* BEGIN DATASET EXCERPTS *

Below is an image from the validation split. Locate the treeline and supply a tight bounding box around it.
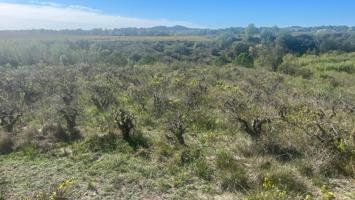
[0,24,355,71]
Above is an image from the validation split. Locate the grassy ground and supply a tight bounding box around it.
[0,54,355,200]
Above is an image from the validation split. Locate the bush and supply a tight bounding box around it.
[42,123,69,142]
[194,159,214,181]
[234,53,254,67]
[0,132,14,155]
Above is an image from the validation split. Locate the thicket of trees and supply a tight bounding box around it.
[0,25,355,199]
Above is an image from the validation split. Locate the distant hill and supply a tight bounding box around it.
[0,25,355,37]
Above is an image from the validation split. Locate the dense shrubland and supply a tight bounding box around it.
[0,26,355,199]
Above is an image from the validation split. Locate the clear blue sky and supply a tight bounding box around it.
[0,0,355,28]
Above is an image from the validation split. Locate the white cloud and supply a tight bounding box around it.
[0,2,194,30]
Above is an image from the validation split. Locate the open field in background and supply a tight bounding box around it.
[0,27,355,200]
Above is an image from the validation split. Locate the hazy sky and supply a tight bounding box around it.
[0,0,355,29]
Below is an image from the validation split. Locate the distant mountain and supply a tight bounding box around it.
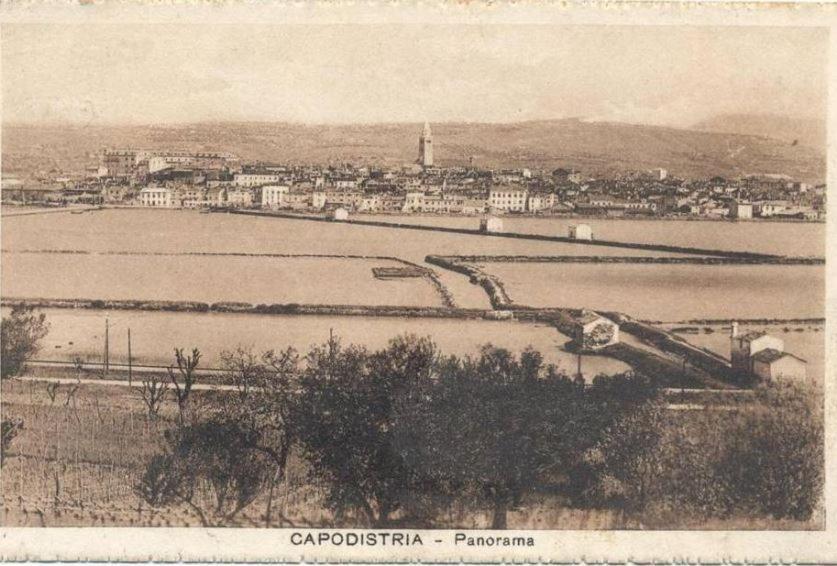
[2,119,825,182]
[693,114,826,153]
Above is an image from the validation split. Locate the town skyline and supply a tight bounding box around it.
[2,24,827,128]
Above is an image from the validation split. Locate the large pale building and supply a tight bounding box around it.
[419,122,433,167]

* END DATASET EXCERPTS *
* BEGIN DATASET EXCERPTS *

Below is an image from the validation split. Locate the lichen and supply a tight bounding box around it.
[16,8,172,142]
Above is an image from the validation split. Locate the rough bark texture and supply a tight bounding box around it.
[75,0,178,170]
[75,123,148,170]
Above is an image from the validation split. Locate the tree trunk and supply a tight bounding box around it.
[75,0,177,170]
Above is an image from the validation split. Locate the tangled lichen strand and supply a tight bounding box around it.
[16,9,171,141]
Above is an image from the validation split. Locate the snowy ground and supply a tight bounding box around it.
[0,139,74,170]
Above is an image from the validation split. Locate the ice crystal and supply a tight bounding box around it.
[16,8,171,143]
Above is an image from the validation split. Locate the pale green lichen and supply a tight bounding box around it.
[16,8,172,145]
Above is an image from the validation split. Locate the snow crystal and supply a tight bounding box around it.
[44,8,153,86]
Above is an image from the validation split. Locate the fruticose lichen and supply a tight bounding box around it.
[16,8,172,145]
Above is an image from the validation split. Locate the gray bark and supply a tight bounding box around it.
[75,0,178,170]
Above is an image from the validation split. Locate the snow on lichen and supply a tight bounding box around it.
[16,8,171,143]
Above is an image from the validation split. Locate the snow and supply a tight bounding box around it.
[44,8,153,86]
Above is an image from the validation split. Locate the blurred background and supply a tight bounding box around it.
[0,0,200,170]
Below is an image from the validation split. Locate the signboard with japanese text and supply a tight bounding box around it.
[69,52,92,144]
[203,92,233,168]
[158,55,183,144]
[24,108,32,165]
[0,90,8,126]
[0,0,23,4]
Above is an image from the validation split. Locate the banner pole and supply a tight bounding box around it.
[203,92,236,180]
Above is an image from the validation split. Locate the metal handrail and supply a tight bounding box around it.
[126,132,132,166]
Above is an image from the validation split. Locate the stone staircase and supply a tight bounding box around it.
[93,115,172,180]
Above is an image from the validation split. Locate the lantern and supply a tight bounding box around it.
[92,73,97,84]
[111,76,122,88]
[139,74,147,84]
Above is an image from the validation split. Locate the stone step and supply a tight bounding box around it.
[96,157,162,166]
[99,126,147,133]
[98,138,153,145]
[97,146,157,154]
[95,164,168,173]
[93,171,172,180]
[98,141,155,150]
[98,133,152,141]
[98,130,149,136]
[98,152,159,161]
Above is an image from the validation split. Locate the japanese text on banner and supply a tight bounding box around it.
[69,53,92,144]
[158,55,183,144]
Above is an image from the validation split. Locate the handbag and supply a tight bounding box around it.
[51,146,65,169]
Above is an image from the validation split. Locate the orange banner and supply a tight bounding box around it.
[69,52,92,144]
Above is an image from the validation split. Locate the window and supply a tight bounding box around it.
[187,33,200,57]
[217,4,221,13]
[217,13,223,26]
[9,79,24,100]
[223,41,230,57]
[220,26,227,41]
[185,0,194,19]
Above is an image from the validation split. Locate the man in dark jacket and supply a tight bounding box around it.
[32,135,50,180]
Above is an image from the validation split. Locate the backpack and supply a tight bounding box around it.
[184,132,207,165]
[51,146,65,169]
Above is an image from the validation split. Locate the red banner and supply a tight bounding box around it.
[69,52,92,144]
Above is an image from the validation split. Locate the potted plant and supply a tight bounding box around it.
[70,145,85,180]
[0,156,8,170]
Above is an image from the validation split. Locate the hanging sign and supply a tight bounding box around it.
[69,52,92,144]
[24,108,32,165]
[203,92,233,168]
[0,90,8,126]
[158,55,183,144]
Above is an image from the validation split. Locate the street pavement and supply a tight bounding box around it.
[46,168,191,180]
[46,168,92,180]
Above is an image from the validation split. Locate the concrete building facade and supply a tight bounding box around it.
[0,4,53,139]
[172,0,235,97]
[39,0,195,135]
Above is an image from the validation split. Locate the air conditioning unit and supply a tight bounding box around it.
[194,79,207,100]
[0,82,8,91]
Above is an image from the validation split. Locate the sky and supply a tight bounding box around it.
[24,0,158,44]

* END DATASET EXCERPTS *

STATED GOAL | Please reproduce the material word for word, beginning with the line containing "Above is an image from the validation split. Locate the hanging" and continuing through the line containing "[24,0,158,44]", including both of those lines and nothing else.

RESPONSE TO THIS EXERCISE |
Above is an image from the validation split. Locate the hanging sign and supply a tight bounding box around it.
[69,52,92,144]
[24,108,32,165]
[203,92,233,168]
[0,90,8,126]
[158,55,183,144]
Above is an image from the validation split. Locate the street pavement and supply a tight bounding box around it.
[46,168,191,180]
[46,168,92,180]
Above is an image from the validation split. Locate the concrete building facade and supply a tight bounding box around it.
[0,4,53,139]
[172,0,235,97]
[39,0,195,135]
Above is an image from the validation split. Locate the air conditioning unit and supply a tight bounding box around it.
[194,79,207,100]
[0,82,8,91]
Above is an image from the validation split. Locate the sky and supply a tight bounding box around it.
[24,0,158,44]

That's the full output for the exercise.